» What the task requires: Please recast everything in the records below, from the line containing "target: tiled roof" down to the line containing "M 171 181 L", as a numbered list, including both of those lines and leaving out blank lines.
>> start Supplied material
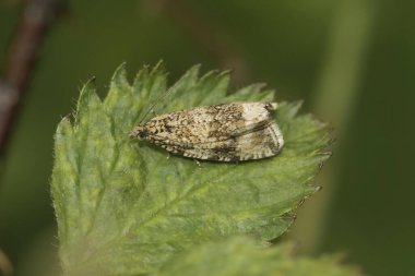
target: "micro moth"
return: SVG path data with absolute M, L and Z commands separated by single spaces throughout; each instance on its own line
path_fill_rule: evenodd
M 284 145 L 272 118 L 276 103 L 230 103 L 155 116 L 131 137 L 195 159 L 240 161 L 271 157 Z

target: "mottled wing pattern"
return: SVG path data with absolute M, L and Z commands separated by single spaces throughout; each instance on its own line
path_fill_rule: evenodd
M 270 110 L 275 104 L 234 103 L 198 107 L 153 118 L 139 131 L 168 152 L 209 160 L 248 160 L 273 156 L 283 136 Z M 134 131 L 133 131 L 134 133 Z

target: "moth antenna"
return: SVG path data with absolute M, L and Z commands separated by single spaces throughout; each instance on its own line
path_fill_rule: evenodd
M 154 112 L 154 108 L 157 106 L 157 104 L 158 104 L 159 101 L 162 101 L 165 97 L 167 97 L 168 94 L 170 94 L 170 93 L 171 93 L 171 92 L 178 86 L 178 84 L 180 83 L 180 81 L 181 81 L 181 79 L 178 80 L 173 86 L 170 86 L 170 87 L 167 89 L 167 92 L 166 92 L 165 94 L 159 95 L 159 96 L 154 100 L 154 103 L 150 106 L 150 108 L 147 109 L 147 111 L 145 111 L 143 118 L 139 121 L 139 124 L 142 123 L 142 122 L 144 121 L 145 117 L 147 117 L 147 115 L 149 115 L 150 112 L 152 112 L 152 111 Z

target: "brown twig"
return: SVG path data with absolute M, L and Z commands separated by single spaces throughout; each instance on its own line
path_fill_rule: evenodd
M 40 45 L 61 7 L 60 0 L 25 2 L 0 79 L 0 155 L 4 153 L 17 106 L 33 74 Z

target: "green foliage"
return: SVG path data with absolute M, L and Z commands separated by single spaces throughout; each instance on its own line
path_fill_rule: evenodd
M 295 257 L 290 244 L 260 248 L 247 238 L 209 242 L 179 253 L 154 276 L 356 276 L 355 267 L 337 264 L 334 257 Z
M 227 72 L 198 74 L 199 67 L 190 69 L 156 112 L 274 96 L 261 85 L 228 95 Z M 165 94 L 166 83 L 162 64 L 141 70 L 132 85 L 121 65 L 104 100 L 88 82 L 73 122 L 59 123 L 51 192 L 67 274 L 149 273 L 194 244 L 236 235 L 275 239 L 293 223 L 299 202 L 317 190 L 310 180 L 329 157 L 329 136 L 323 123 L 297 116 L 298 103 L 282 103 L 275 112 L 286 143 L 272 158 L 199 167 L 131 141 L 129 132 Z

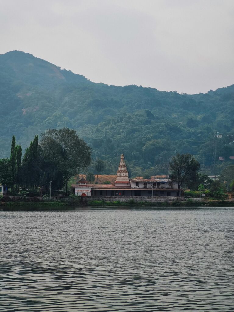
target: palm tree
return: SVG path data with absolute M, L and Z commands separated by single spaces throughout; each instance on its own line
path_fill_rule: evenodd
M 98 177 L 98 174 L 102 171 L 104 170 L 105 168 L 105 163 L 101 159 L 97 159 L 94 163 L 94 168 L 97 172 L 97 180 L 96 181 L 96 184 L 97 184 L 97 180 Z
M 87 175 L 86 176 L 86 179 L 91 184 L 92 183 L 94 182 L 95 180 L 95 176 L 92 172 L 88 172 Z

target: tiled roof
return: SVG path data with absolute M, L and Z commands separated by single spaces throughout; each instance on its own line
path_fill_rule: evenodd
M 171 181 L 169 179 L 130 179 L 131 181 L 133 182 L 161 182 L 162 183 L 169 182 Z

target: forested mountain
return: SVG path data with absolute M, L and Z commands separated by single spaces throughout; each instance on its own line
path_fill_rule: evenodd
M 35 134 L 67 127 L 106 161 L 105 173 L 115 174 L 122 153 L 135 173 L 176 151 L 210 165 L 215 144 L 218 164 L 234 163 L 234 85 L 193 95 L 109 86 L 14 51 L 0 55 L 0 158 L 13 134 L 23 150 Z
>> end Supplied material
» Answer to the task:
1. target: tiled roof
2. return: SVG path data with absolute M, L and Z commands separated by single spaces throughout; each instance on its own line
3. path_fill_rule: evenodd
4. M 171 181 L 169 179 L 130 179 L 131 181 L 133 182 L 161 182 L 162 183 L 169 182 Z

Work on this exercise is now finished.